• _TASK DESCRIPTION_: Go through the data and report each line that holds the string "would".
═════ GIVEN RECORDS
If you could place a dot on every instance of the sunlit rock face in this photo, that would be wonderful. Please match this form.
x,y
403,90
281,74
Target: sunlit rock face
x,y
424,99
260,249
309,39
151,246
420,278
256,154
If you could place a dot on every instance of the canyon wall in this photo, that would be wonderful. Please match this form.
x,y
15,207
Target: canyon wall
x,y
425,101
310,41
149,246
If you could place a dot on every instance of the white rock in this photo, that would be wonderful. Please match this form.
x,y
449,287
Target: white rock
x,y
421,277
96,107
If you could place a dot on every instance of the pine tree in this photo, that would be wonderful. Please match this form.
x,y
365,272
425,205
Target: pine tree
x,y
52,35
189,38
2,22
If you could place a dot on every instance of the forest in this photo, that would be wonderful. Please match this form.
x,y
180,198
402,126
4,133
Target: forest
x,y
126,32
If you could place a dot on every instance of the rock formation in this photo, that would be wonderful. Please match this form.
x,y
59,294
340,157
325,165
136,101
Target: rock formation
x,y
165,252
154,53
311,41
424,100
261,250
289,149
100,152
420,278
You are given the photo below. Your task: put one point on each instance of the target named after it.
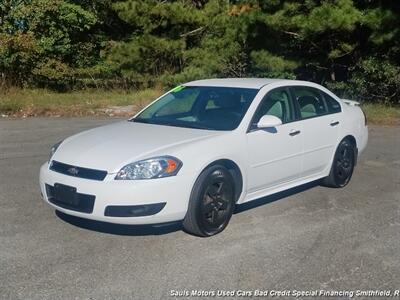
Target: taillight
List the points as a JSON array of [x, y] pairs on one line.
[[365, 117]]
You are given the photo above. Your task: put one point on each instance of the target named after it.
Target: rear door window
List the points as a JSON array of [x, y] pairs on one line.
[[332, 104], [310, 102]]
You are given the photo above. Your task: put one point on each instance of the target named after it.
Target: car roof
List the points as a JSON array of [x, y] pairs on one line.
[[251, 83]]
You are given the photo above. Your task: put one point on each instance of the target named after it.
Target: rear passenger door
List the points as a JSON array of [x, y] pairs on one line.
[[275, 153], [320, 124]]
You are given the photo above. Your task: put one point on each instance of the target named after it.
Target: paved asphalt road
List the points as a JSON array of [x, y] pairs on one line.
[[320, 238]]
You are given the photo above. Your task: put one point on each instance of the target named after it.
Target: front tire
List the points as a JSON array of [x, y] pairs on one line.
[[211, 203], [342, 165]]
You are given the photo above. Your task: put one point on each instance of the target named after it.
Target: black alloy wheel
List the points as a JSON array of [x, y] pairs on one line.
[[343, 165], [212, 202]]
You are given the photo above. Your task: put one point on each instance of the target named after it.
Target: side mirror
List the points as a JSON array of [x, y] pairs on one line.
[[269, 121]]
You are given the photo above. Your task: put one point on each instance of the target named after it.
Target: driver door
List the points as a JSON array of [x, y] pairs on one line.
[[274, 154]]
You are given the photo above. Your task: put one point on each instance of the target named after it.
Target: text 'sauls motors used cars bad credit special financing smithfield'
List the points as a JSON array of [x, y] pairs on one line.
[[202, 148]]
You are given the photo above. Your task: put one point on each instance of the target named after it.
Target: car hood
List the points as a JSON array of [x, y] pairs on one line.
[[112, 146]]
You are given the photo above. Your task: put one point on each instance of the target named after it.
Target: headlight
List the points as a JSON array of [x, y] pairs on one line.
[[54, 149], [151, 168]]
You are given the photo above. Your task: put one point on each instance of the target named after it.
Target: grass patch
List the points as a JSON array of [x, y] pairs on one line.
[[382, 114], [37, 102]]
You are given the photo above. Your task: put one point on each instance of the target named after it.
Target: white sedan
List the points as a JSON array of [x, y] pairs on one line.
[[203, 147]]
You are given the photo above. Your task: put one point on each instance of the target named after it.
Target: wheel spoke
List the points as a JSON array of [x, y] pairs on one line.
[[209, 207], [219, 190]]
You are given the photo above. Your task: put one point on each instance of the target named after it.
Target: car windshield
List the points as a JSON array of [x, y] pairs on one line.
[[213, 108]]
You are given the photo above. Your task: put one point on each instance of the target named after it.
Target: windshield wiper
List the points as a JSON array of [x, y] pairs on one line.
[[168, 123]]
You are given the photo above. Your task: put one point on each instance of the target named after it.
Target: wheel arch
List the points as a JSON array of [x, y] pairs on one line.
[[235, 171]]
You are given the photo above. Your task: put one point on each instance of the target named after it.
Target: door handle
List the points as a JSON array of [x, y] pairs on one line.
[[334, 123], [294, 132]]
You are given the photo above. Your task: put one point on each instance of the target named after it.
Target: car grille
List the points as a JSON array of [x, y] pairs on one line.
[[67, 197], [80, 172]]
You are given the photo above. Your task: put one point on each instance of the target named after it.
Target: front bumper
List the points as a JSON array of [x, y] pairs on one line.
══════════
• _ANSWER TO THIS PROBLEM_:
If you could place a dot on every instance of the sunlit rock face in this photo, that would be wonderful. Please match this form.
If you could place a dot on every instance of the canyon wall in this photo, that would be wonderful. Please match this form.
If you could place a dot on every instance of the white rock in this photo, that would be wonderful. Please match this form.
If you could place a dot on every instance of the pine tree in this photo, that would be wonderful. Please match this form.
If you could place a dot on every instance of the forest in this photo, that would be wonderful. Please match this form.
If you could place a dot on every instance of the rock formation in this photo, that would be wonderful. Please match this form.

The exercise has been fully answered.